_TEXTAUSZUG_:

::::::

Und Alexander meint auf die Frage, welche Religion die Wahrheit hat: "Alle glauben an einen Gott, sie haben nur verschiendene Namen für ihn: Gott, Jahwe, Allah, Schöpfer, der Stärkste, der Herrscher, der Allmächtige, Der Barmherzige... Alle haben Recht in der Religion, in der sie glauben.
Auch die Frage nach Leid und Krieg wird von den Schülern im Gedenkjahr thematisiert. Paola: "Hitler hat geglaubt, Gott hilft ihm mächtiger zu werden und die anderen Leute umzubringen. Aber Gott liebt alle und möchte nicht, dass sie umgebracht werden. Da hat sich Hitler getäuscht. Er hat nicht in der Bibel gelesen und war nicht in der Kirche. Sonst hätte er gewusst: Gott will keine Morde. Das war Hitler in seinem Machttraum.
Keine religiösen Glaubensgrenzen
Von den 200 Schülerinnen und Schülern in der Kreindlgasse besuchen 120 den katholischen Religionsunterricht, 18 den evangelischen und 16 den islamischen. Der Rest ist ohne Bekenntnis, wovon einige dennoch freiwillig am Religionsunsterricht teilnehmen dürfen. Sie sind aus unterschiedlichen Kulturen, Religionen und Herkunftsländern zusammengewürfelt und finden zueinander über den Religionsunterricht, und das ist außergewöhnlich. Denn das religiöse Bekenntnis markiert in vielen Ländern die Grenzlinie, an der Andersgläubige diskriminiert, ausgegrenzt und verfolgt werden. Österreich ist hier anders und das zeigt sich beispielhaft an dieser Pilgrim-Schule.
Pilgrim-Schulen haben sich zum Ziel gesetzt, so zu unterrichten, dass das Lernen eine Tiefenwirkung entfalten, spirituelle Fragen gestellt werden und sich in sozialem Engagement im Umgang mit den Menschen auswirken.
Projekt "Weltreligionen"

::::::

_AUFGABE 1_:
Beantworte die folgenden Fragen zum Textauszug.
(a) An wen glauben laut Alexander alle?
(b) Was hat Hitler laut Paola nicht getan, außer dass er nicht in der Kirche war?
(c) Wie viele Schülerinnen und Schüler in der Kreindlgasse besuchen den islamischen Religionsunterricht?
_AUFGABE 2_:
Schreibe den Abschnitt des Textauszugs, der mit den Worten „Keine religiösen Glaubensgrenzen“ beginnt und mit „an dieser Pilgrim-Schule.“ endet, noch einmal ab und tausche dabei „Österreich“ gegen „Deutschland“ aus.
_AUFGABE 3_:
Schreibe den Text über die Pilgrim-Schule in der Kreindlgasse im Anschluss an seine letzte Zeile weiter.

::::::

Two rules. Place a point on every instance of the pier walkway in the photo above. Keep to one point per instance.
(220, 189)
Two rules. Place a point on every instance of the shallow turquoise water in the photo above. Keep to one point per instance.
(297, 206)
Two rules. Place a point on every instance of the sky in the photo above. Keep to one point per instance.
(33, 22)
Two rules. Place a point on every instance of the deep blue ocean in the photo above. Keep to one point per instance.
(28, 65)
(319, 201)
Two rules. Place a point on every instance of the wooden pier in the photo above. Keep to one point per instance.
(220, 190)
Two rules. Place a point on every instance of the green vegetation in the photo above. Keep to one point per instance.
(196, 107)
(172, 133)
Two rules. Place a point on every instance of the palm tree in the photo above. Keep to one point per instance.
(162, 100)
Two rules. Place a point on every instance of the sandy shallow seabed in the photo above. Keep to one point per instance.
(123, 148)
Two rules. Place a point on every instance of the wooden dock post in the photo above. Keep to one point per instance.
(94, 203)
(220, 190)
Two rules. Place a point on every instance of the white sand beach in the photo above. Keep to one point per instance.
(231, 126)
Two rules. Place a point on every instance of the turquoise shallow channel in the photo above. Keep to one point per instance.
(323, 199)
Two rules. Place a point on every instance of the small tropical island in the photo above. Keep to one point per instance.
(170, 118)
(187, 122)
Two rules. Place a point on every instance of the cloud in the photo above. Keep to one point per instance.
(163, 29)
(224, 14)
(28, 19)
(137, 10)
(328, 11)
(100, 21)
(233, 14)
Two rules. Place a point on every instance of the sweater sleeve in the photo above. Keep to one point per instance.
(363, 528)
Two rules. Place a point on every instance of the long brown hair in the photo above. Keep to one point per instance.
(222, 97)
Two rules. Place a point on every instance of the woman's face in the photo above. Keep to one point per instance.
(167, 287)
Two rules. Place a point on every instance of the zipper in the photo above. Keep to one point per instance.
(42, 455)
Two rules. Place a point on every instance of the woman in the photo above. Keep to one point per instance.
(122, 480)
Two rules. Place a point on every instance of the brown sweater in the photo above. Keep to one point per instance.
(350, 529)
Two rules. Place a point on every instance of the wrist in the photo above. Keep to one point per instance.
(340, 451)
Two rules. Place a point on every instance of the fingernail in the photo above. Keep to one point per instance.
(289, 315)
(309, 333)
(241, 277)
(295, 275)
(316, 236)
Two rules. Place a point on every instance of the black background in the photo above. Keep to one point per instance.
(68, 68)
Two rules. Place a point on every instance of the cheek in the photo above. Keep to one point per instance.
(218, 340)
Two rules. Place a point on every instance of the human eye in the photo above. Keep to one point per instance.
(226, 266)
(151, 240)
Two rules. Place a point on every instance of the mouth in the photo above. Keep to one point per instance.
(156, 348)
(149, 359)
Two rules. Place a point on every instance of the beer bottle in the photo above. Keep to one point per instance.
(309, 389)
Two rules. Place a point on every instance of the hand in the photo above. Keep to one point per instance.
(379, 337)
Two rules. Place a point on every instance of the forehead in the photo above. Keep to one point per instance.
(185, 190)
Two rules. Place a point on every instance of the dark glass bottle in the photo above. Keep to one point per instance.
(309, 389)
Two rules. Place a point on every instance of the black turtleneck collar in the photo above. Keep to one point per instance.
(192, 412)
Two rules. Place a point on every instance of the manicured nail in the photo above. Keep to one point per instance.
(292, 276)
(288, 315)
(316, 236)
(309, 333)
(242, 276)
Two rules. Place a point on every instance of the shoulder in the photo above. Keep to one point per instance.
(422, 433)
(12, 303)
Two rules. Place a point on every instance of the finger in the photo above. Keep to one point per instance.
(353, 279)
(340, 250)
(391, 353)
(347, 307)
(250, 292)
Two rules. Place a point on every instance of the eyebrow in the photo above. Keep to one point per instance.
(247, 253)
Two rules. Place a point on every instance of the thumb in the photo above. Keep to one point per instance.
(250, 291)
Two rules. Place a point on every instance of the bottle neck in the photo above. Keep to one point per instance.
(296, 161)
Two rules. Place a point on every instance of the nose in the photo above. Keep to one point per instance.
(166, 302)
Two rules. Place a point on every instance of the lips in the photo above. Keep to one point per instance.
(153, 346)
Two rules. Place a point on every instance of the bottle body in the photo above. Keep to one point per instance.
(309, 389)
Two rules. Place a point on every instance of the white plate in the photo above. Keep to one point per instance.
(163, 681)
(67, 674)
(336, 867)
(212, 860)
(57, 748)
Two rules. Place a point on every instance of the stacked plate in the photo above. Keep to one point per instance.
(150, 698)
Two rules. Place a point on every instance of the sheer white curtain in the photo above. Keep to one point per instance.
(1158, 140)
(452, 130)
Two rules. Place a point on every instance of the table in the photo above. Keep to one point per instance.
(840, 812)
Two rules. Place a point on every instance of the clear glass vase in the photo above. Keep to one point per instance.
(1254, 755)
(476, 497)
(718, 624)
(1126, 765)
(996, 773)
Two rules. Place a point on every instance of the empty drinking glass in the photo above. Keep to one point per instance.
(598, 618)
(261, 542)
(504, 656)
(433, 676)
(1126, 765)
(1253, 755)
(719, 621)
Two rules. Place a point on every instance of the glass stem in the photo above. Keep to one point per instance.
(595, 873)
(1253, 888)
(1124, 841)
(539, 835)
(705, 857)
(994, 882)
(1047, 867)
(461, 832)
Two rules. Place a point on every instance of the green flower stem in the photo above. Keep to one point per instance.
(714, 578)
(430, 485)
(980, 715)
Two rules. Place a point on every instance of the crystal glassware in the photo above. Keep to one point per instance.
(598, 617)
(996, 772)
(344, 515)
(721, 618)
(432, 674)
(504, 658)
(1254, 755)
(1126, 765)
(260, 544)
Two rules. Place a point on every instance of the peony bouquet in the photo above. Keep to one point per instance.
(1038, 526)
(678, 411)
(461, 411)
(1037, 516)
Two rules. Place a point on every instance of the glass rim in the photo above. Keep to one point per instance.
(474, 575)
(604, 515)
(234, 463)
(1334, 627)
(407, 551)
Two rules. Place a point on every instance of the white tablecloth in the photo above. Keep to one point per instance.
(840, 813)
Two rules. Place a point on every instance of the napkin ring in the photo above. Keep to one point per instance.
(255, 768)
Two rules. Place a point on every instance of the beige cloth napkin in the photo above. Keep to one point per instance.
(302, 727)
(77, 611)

::::::

_LÖSUNG 1_:
(a) An einen Gott.
(b) Er hat nicht in der Bibel gelesen.
(c) 16.

_LÖSUNG 2_:
Keine religiösen Glaubensgrenzen
Von den 200 Schülerinnen und Schülern in der Kreindlgasse besuchen 120 den katholischen Religionsunterricht, 18 den evangelischen und 16 den islamischen. Der Rest ist ohne Bekenntnis, wovon einige dennoch freiwillig am Religionsunsterricht teilnehmen dürfen. Sie sind aus unterschiedlichen Kulturen, Religionen und Herkunftsländern zusammengewürfelt und finden zueinander über den Religionsunterricht, und das ist außergewöhnlich. Denn das religiöse Bekenntnis markiert in vielen Ländern die Grenzlinie, an der Andersgläubige diskriminiert, ausgegrenzt und verfolgt werden. Deutschland ist hier anders und das zeigt sich beispielhaft an dieser Pilgrim-Schule.

_LÖSUNG 3_:
Gertrud Theil, katholische Religionslehrerin in der VS Kreindlgasse war die treibende Kraft des Projekts "Weltreligionen, das sie zusammmen mit ihrer evangelischen Kollegin Liane Fuchs und der muslimischen Religionslehrerin Mabrouka Rajachy zum Erfolg machte. Neben Exkursionen in Synagogen, Moscheen und Kirchen wurden den Voksschülern auch Gespräche und Begegnungen mit Religionsvertretern ermöglicht. Mit kreativen Spielen und Aktionen, Musik und Tanz versuchten sie einen ganzheitlichen Erfahrungszugang zum Thema. Bei den Schülern hat das Projekt "Weltreligionen jedenfalls eingeschlagen.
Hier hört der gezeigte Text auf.